What the task asks:
Update the interview excerpt below from "G: My philosophy" up to and including "of other people.", replacing "enjoy" with "relish" throughout that part, and give the revised portion.

G: My philosophy is, if you want to enjoy life, try to get the type of work
that you would enjoy doing. Try to keep an open mind and enjoy whatever
you get into. Make it a part of life. Think about the rights of others.
Think about love, love of family, love of friends and the cultural rights
of other people.
B: Do you think that is important?
G: I definitely do. It has meant so much to me. I have tried to do all of
those things throughout my life. I do not regret one moment of any part
of my life that I can remember except the fact that I have lost loved
ones. I still will not concede that they have gone. I still feel them in
the house with me. I feel my mother: she was the last one to leave me
just a year and a half ago. I dream about my father and my brother. They
are all alive; it never seems that they are dead. It is something that
always goes on. I can sit there in that chair and almost feel mother in
the next room. Even my dog, my Ricks. He died about five or six months
before mother did, but he still visits with me. I had him for thirteen
years. Mother raised him from five weeks. Right now he comes upstairs in
my sleep when it was thundering and lightning. He was afraid of that. He
would get down by the bed and I would put my hand down there and rub his
coat. I think of him so often. Frankly, I think you get out of life what
you put into it.
B: Do you think that young people give all they can to life?

Stored items
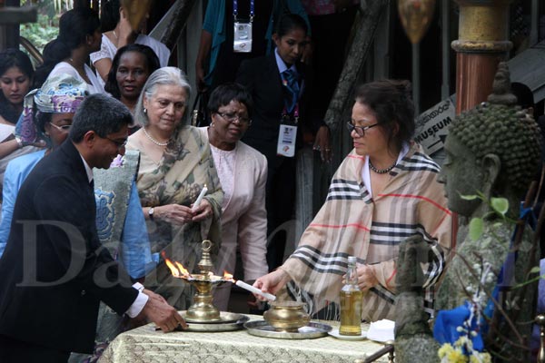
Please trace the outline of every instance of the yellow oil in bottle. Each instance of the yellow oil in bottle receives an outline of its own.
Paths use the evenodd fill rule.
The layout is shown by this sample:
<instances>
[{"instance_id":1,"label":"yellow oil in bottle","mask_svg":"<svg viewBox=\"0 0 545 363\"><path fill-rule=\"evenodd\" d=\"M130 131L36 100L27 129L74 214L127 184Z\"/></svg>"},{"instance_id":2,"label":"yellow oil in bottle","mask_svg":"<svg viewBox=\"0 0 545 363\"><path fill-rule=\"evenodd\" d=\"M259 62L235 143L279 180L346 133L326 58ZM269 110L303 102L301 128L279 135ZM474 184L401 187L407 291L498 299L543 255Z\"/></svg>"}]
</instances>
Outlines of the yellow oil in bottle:
<instances>
[{"instance_id":1,"label":"yellow oil in bottle","mask_svg":"<svg viewBox=\"0 0 545 363\"><path fill-rule=\"evenodd\" d=\"M362 335L362 299L363 293L358 287L356 259L348 260L346 284L341 289L341 335Z\"/></svg>"}]
</instances>

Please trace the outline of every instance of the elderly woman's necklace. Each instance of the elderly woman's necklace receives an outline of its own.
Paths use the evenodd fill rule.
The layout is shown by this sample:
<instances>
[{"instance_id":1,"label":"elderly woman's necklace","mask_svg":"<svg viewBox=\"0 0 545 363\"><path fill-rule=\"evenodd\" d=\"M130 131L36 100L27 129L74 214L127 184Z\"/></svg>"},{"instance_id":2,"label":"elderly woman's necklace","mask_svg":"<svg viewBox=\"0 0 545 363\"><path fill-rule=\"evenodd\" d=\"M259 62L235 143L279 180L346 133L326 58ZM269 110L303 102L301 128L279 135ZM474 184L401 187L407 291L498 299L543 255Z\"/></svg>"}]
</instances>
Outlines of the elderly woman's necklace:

Output of the exercise:
G: My philosophy is, if you want to relish life, try to get the type of work
that you would relish doing. Try to keep an open mind and relish whatever
you get into. Make it a part of life. Think about the rights of others.
Think about love, love of family, love of friends and the cultural rights
of other people.